Your task :: Quote the material exactly from the line that contains "of the electrical" through its last line. Any pictures are to be left out.

## START

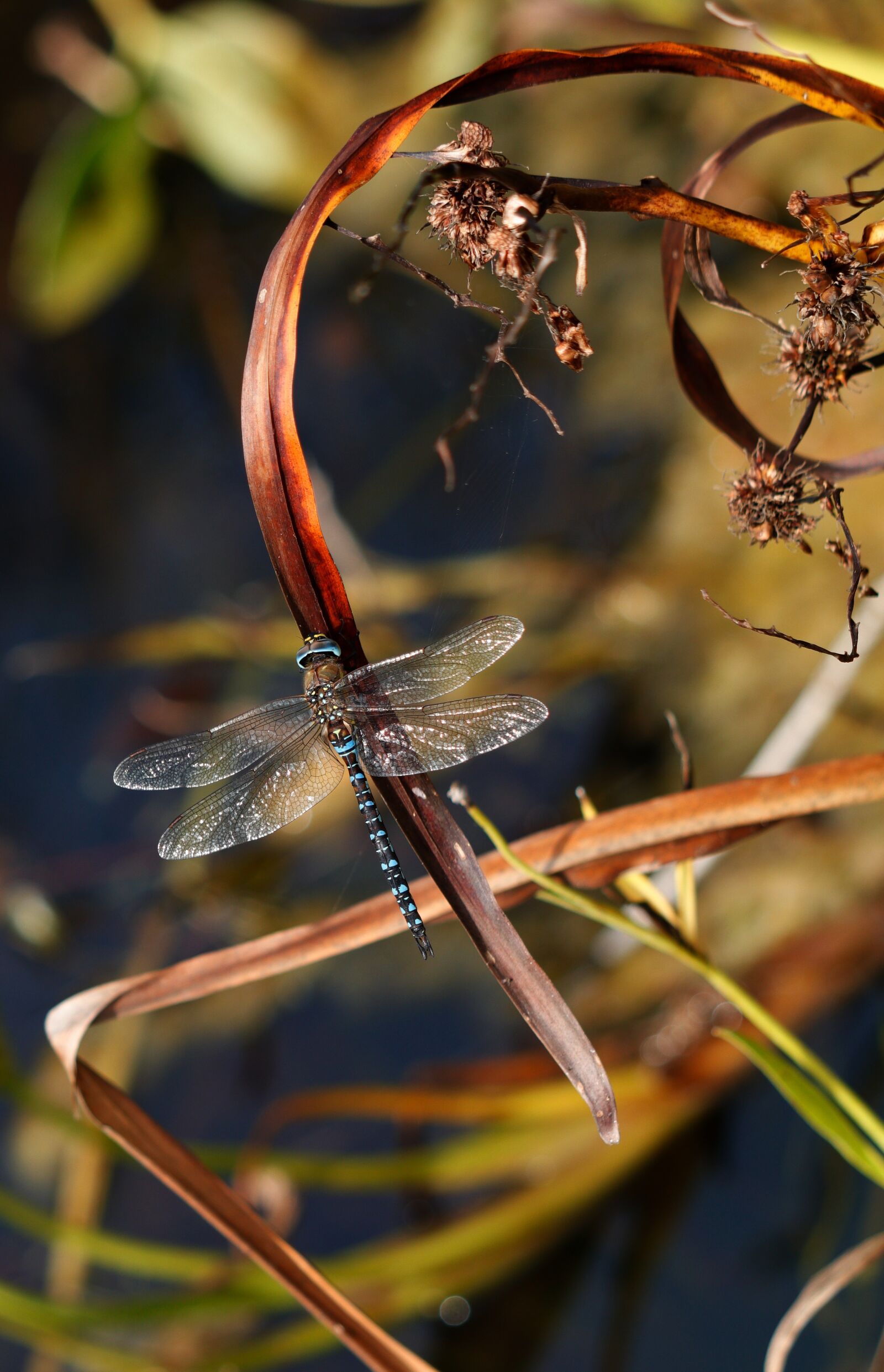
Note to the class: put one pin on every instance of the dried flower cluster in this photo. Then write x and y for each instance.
(483, 226)
(843, 554)
(834, 306)
(768, 501)
(464, 213)
(819, 371)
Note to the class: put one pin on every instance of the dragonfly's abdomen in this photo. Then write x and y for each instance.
(344, 745)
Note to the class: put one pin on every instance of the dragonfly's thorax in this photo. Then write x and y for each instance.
(321, 692)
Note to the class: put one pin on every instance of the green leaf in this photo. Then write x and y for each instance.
(812, 1105)
(87, 224)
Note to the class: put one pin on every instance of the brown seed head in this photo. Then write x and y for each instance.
(766, 501)
(514, 254)
(573, 345)
(820, 369)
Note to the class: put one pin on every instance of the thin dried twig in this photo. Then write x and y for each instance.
(458, 298)
(364, 287)
(582, 252)
(685, 752)
(495, 353)
(832, 502)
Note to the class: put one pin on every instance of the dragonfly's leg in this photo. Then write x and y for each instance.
(346, 747)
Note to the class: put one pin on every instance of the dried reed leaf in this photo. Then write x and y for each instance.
(817, 1294)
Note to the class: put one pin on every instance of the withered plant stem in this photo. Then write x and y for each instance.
(457, 298)
(495, 353)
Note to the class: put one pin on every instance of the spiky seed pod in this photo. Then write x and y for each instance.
(462, 213)
(820, 368)
(514, 255)
(766, 501)
(573, 345)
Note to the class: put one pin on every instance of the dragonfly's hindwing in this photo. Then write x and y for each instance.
(290, 781)
(431, 671)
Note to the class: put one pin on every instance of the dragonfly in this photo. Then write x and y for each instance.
(386, 719)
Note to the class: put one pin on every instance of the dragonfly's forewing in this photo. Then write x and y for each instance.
(431, 671)
(290, 781)
(201, 759)
(429, 737)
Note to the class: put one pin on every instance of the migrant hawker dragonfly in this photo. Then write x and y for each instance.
(281, 759)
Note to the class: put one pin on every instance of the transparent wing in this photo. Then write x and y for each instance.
(270, 795)
(431, 737)
(431, 671)
(199, 759)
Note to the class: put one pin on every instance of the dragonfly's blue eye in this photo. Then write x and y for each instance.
(317, 647)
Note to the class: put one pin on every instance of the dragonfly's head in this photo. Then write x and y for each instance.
(317, 651)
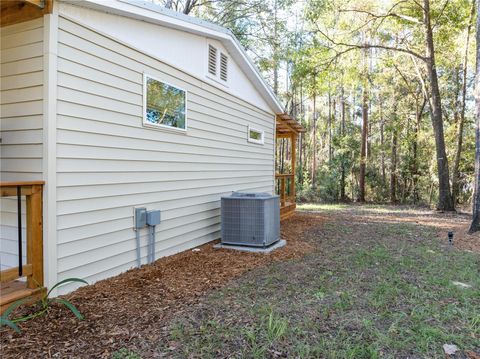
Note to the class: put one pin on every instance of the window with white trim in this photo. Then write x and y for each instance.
(255, 135)
(165, 105)
(217, 64)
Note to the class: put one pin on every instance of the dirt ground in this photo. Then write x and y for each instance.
(131, 309)
(135, 310)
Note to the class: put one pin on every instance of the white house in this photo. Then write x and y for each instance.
(117, 104)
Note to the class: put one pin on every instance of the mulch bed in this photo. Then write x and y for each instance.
(132, 310)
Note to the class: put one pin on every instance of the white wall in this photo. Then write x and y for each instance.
(21, 99)
(185, 51)
(108, 163)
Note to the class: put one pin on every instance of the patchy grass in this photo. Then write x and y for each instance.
(371, 289)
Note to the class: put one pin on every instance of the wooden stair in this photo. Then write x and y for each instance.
(12, 291)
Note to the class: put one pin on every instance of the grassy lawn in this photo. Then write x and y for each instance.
(371, 289)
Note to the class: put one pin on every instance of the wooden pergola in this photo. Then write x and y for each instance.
(287, 128)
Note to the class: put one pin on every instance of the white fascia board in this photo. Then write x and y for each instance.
(148, 12)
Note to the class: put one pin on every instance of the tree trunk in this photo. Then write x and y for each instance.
(475, 226)
(415, 174)
(382, 143)
(445, 201)
(342, 129)
(363, 147)
(300, 159)
(393, 168)
(458, 153)
(314, 142)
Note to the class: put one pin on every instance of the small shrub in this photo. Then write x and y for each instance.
(44, 305)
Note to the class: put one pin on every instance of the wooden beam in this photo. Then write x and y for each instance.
(35, 237)
(293, 138)
(38, 3)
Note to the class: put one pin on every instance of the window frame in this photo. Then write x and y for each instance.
(252, 140)
(144, 114)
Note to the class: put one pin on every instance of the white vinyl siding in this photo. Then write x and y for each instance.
(21, 99)
(108, 163)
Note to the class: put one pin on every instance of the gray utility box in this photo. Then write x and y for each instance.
(250, 219)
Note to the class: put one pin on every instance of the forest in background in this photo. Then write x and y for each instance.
(384, 89)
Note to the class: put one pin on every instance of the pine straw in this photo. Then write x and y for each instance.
(132, 310)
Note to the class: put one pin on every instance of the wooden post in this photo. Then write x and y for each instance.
(35, 237)
(293, 138)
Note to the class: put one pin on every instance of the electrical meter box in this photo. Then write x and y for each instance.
(153, 217)
(140, 219)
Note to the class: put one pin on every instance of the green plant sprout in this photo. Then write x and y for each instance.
(44, 303)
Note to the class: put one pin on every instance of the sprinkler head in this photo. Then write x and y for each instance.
(450, 238)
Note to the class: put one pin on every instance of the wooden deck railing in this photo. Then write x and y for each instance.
(33, 268)
(285, 187)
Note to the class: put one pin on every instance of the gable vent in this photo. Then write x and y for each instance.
(223, 67)
(212, 60)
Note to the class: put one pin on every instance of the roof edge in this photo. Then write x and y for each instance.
(159, 15)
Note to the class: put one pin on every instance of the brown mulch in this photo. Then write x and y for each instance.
(132, 310)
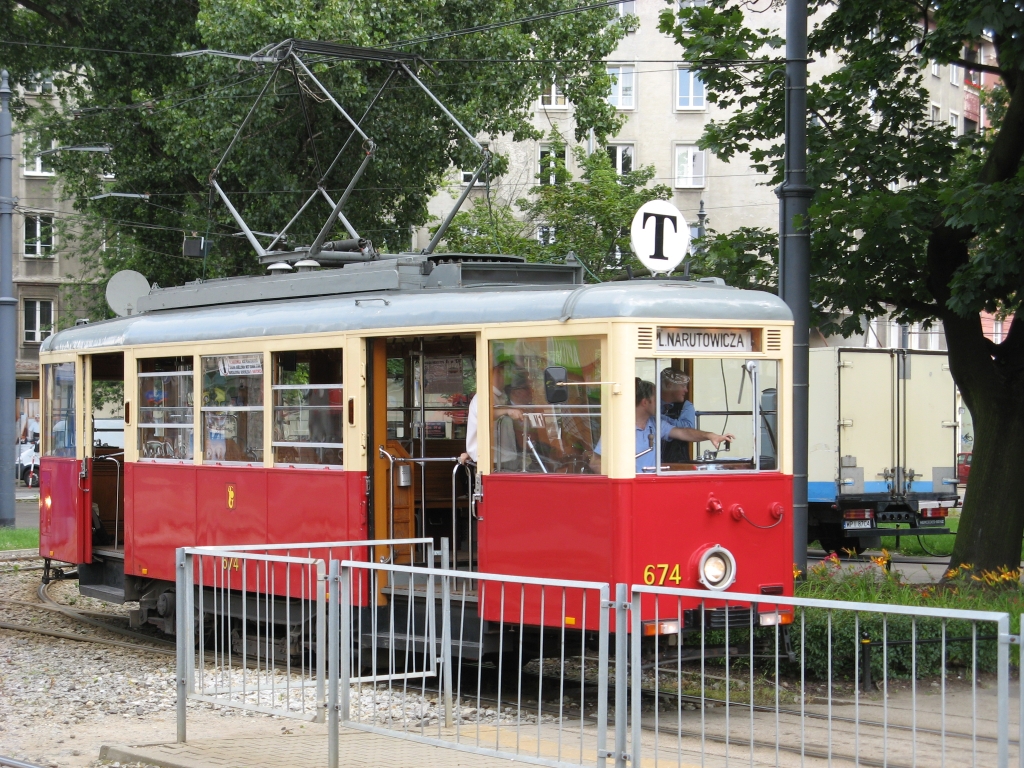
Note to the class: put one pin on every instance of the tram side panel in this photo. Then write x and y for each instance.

## END

Response ::
Note to the class: put one pin on every instance of the electrical meter box in this photo. Then write x and y for each instance.
(153, 217)
(140, 219)
Note to the class: put one pin on every instance of the green plant sprout in this photo. Then write x and y for each instance.
(44, 303)
Note to the class: put one pin on every instance of the sprinkler head in this photo. Then write x and y for each instance.
(450, 238)
Note to the class: put one pin on every instance of the wooden deck railing in this photo. Then write x and y for each instance.
(33, 268)
(285, 187)
Note to the class: put one pin on every instance of the gable vent in this photo. Then write x and y for each instance.
(223, 67)
(212, 60)
Note to the class: put one pin on every instance of the roof edge in this photo. Then write x and y for each instance.
(159, 15)
Note to the class: put one pin on every instance of the brown mulch in this photo. Then write x and y for each instance.
(132, 310)
Note to the class: put one pin on every instance of the tram side panel in this photo. Then write x and y for each instance.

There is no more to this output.